Stated exercise: Scale the rows from the line with "Note for the class: annotate every instance of the ponytail" up to and including the line with "(1020, 341)", and give only those lines again, requests included. Multiply every point coordinate in the answers by 0.8 and round each result to a whole number, rounding halves up.

Input rows:
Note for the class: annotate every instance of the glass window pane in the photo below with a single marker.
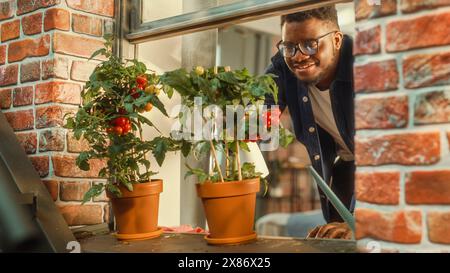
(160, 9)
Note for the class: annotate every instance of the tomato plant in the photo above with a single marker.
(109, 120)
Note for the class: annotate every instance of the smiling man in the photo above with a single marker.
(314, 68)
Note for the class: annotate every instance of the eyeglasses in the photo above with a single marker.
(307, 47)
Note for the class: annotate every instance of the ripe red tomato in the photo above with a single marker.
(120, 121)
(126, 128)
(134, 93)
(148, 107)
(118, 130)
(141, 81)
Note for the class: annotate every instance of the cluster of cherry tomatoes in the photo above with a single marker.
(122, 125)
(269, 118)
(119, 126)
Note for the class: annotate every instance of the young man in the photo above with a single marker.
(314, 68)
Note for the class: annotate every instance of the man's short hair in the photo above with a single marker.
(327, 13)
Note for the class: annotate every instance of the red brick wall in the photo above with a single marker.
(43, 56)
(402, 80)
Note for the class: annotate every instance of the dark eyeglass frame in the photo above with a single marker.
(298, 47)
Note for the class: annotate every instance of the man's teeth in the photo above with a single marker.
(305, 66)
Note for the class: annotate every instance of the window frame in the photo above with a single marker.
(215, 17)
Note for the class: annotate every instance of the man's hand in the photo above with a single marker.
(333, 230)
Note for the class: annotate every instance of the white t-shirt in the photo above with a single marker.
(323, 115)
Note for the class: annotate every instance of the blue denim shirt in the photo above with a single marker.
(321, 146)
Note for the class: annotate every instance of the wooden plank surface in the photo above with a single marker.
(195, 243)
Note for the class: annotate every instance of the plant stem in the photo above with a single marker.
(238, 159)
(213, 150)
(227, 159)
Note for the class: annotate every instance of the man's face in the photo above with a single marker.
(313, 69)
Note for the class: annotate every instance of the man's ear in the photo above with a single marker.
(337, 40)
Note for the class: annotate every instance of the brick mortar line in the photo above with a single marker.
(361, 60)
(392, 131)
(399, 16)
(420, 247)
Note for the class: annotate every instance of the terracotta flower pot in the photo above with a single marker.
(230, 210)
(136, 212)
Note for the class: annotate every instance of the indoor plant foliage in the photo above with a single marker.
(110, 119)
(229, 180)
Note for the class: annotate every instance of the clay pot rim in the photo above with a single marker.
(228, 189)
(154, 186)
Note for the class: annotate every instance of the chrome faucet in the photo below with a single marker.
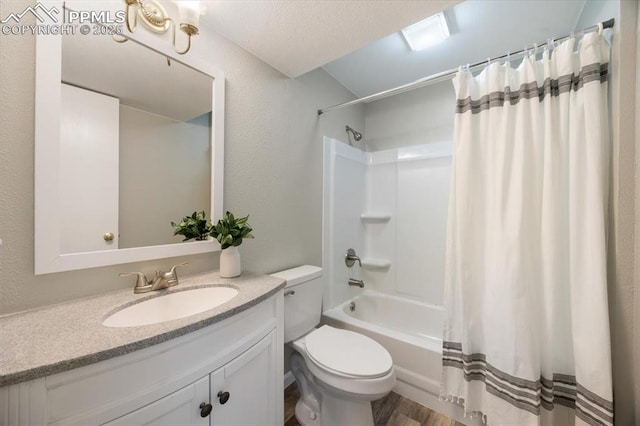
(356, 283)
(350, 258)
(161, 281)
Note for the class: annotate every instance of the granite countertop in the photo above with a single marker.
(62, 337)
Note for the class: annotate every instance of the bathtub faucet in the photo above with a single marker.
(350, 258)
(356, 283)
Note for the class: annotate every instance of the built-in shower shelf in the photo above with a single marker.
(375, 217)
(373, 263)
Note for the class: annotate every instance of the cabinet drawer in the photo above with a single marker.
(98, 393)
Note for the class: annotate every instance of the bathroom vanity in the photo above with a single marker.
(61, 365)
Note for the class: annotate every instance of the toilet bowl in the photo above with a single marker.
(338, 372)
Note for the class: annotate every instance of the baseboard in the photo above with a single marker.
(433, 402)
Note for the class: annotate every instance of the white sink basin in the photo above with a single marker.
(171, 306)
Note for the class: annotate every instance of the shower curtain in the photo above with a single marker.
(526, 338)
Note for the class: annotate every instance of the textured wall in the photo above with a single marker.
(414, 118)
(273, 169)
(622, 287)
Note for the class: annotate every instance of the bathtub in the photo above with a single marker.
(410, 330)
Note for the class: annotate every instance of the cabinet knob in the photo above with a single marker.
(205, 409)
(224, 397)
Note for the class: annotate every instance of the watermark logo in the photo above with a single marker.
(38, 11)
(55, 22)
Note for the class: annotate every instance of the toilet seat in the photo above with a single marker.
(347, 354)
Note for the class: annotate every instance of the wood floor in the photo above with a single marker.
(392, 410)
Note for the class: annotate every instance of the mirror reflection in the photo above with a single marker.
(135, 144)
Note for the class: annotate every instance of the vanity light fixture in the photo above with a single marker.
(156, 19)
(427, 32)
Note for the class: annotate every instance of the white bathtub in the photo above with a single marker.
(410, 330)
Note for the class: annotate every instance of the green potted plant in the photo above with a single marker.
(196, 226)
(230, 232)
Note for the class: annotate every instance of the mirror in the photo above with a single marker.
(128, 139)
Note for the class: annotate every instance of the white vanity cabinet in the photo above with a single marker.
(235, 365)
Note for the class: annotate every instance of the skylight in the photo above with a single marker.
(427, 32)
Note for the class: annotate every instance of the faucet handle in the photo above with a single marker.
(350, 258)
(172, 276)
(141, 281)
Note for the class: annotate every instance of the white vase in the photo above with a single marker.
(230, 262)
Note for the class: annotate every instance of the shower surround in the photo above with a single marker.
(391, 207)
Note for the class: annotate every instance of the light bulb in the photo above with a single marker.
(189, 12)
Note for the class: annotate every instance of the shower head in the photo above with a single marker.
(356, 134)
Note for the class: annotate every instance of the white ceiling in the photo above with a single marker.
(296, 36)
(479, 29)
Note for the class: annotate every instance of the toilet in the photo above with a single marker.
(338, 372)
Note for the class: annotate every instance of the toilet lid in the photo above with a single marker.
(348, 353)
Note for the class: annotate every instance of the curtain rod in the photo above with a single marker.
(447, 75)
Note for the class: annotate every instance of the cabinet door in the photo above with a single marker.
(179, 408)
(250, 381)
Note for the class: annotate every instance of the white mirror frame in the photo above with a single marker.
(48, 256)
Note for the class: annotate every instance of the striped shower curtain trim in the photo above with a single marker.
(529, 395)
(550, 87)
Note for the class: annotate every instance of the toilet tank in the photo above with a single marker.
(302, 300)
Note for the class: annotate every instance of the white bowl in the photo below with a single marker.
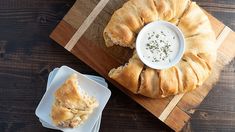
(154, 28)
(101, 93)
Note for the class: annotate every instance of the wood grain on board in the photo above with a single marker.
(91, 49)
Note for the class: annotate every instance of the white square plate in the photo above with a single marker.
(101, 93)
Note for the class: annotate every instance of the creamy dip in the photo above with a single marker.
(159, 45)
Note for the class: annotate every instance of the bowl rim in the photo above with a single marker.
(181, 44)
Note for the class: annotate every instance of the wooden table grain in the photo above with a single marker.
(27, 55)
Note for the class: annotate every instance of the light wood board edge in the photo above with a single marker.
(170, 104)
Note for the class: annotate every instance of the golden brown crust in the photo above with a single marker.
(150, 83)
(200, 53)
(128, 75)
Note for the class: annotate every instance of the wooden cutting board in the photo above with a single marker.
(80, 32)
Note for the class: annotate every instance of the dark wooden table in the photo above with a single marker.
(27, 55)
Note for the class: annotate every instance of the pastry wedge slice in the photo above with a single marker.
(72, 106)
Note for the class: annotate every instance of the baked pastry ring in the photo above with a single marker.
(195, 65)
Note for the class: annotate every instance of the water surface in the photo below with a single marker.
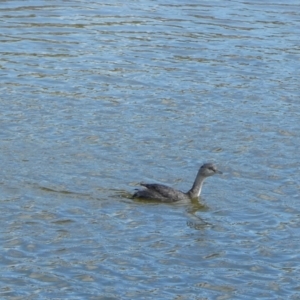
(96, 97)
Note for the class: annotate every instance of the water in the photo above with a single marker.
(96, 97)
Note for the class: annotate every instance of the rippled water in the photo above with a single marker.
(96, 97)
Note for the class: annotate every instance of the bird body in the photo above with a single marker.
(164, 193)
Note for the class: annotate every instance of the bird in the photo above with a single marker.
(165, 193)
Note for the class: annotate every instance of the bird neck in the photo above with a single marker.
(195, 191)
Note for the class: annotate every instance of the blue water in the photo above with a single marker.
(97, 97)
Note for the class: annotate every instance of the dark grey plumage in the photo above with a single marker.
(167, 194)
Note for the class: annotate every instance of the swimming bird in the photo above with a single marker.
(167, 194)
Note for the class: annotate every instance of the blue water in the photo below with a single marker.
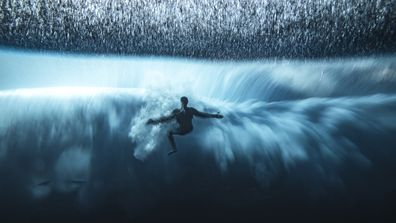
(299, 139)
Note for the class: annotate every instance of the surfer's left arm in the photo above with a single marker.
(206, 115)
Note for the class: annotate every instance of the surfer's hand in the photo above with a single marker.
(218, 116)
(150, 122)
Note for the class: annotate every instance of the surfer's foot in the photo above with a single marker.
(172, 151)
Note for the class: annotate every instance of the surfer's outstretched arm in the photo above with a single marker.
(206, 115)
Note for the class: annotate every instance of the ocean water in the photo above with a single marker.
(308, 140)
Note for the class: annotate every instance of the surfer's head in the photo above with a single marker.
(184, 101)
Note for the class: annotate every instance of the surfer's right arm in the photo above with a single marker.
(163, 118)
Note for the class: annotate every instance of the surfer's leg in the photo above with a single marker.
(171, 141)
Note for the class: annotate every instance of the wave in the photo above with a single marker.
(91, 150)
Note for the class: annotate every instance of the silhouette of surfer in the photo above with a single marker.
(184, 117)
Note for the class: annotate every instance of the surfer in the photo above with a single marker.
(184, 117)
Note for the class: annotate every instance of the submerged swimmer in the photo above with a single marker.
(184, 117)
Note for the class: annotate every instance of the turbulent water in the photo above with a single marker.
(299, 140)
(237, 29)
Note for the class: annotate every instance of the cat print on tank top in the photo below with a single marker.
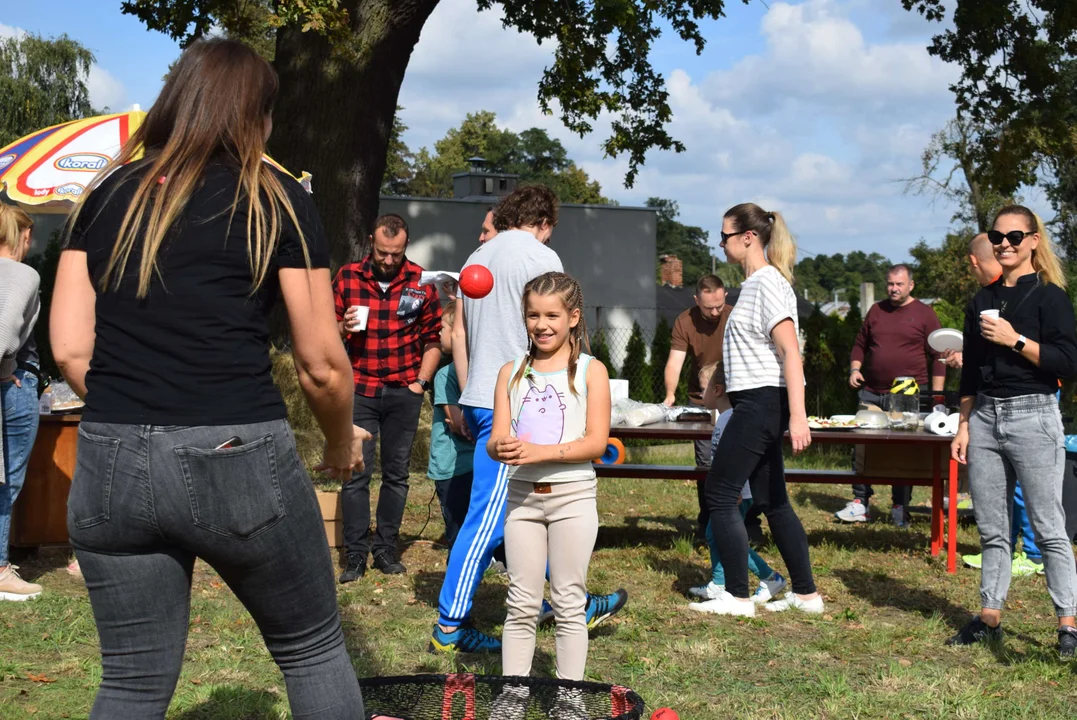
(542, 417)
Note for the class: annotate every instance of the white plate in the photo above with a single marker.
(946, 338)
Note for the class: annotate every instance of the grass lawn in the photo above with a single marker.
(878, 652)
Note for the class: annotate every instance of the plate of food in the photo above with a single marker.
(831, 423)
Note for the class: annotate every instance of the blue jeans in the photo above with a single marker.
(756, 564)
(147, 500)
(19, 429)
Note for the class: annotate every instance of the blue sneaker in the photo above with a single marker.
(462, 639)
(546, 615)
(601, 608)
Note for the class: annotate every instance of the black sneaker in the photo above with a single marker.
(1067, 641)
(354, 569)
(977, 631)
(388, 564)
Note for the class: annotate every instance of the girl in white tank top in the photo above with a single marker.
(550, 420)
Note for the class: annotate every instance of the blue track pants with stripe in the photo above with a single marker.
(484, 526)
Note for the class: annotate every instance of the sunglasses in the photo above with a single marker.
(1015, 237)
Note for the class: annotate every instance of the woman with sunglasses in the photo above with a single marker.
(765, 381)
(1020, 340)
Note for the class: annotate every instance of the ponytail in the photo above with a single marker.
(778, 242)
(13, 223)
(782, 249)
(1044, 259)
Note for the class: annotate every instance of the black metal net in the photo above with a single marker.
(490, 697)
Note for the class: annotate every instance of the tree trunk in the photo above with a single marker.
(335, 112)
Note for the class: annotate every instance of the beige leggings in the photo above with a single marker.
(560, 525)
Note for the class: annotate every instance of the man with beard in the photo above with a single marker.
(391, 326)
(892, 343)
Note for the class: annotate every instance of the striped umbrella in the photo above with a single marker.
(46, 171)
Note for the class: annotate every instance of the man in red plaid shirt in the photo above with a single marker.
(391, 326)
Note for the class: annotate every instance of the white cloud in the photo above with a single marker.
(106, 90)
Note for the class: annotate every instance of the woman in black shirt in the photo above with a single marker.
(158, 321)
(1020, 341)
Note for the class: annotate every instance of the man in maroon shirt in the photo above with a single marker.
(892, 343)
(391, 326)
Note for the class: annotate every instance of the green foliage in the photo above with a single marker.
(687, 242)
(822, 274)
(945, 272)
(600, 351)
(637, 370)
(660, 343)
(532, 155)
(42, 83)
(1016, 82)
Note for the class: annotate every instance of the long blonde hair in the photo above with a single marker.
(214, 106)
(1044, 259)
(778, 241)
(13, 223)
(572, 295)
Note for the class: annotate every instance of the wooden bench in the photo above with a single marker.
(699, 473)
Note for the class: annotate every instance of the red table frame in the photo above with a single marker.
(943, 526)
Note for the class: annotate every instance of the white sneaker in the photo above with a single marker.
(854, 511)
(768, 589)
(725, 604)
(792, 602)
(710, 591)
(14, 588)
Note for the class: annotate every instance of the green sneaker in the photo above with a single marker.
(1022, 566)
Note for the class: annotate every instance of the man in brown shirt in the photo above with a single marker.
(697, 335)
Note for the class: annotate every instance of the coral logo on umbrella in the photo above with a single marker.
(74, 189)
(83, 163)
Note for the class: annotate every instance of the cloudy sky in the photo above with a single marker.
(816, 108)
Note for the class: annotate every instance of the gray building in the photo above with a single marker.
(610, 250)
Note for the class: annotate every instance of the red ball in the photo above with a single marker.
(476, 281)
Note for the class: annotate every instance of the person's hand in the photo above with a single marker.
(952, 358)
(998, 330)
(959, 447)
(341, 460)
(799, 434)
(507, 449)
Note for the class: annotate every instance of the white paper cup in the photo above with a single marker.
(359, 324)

Solution to the problem:
Note for the class: annotate every instance of the ponytail in the photo above with a single marker.
(622, 194)
(10, 178)
(626, 199)
(835, 207)
Note for the class: annotate every instance of the black metal net in the photo above with a single marker.
(392, 558)
Note for the class: annotate every instance of the tree trunk in the photo above with a single marker.
(268, 90)
Note for the class: annotate every instance of the beige leggings in the photo above with a single marker.
(448, 420)
Note for the class: annotate every instance of the man with beard in the photo above with a single marker.
(313, 261)
(714, 274)
Note for the class: annotate every instance of the striped umbrella in the photo above with a single marker.
(37, 137)
Note for the class: annotate every instance of the man in red plaid shirt in the photo above with a single marker.
(313, 261)
Note for the class: annotate every instance of the white cloud in the photo above with a single marker.
(85, 72)
Note for the class: annotate every instance of the woman in black shirt in the photo above with a single marker.
(126, 257)
(816, 273)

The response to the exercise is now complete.